_DATA PROVIDED:_
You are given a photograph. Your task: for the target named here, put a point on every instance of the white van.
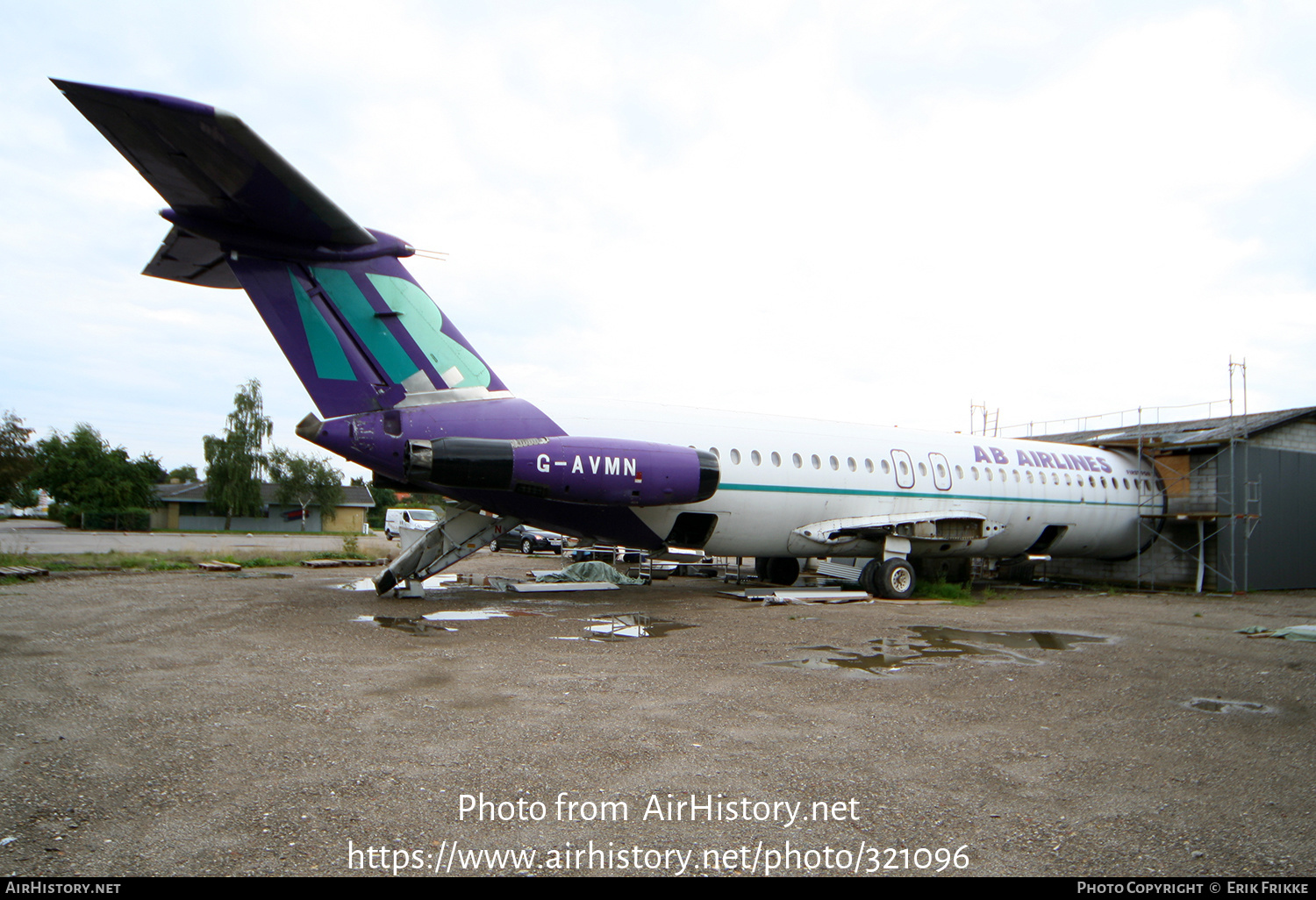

* * *

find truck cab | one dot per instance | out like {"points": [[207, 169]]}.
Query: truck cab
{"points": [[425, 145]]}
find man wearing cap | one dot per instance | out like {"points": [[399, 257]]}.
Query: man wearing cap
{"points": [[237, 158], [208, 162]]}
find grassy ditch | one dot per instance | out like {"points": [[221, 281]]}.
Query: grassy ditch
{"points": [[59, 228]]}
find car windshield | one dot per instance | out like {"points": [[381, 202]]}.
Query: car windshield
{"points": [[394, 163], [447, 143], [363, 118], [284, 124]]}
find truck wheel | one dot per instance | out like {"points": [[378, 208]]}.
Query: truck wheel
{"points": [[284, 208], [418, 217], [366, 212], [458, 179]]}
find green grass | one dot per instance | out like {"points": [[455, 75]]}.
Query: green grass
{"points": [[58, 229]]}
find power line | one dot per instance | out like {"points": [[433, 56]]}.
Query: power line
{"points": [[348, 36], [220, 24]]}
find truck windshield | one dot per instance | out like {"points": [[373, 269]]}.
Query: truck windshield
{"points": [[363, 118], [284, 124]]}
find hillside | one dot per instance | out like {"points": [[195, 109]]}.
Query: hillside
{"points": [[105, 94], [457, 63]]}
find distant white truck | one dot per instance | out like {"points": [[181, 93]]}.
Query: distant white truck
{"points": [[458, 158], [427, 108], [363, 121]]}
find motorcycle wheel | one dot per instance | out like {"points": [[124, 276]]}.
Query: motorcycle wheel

* * *

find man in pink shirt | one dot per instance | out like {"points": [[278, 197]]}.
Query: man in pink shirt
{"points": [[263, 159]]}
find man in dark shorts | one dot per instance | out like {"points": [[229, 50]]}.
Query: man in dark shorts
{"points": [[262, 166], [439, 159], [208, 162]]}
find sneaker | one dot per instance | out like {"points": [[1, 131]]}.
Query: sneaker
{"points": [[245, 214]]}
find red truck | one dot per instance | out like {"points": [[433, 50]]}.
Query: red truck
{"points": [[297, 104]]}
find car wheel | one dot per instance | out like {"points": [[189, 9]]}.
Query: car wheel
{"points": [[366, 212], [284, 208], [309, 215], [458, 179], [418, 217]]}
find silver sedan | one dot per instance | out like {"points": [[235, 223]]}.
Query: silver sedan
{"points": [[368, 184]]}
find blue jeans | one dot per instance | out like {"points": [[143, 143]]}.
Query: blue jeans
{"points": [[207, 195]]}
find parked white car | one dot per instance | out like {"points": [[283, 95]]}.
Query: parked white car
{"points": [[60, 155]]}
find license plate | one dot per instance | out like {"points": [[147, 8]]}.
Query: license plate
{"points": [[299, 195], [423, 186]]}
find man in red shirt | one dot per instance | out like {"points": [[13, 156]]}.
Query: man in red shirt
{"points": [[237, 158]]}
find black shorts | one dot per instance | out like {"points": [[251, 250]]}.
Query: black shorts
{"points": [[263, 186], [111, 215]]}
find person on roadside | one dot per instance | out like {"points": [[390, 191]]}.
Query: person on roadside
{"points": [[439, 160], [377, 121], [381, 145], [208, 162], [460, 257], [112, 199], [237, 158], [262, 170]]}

_YOUR TASK:_ Reply with only the number of lines in the material above where the string "motorcycle" appears.

_FINISHED EXERCISE:_ 2